• _GIVEN INFORMATION_:
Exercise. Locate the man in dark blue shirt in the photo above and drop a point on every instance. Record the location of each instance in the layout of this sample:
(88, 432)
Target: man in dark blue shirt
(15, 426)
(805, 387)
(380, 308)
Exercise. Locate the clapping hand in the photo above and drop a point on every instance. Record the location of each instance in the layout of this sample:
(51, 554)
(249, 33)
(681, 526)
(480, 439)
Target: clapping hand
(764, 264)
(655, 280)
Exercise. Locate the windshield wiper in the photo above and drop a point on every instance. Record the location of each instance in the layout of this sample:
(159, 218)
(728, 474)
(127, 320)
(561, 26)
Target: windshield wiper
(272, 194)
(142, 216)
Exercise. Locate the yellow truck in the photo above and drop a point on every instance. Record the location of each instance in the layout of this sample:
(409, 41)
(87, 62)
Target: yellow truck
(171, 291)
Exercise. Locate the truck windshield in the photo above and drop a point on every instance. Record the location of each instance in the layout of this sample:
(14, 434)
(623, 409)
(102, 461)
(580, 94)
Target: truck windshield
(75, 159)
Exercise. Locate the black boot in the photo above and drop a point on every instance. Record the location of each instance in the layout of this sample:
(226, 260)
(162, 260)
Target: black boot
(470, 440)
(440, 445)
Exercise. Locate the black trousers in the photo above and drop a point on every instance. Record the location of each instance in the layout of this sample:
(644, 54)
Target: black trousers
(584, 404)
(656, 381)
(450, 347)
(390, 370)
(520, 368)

==

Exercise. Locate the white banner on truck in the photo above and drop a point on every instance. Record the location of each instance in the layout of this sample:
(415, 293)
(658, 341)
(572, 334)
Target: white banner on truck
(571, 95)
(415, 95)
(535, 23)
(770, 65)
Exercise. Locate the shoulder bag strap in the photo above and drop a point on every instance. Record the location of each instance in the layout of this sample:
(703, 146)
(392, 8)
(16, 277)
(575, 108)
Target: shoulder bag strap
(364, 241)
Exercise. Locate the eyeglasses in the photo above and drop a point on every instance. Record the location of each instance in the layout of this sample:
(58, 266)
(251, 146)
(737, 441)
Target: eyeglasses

• _EXERCISE DESCRIPTION_: Pick out every line in the entries above that contains the word "black", and copy each of those lines in full.

• _SOLUTION TO THIS PROBLEM_:
Exercise. Locate the black boot in the photo above and drop a point on every instance. Record the location of each instance in the layout of this sample:
Target: black boot
Exercise. Locate the black trousers in the photo above and drop a point on every instance. Record the location of each instance in the layout of this sample:
Target: black trousers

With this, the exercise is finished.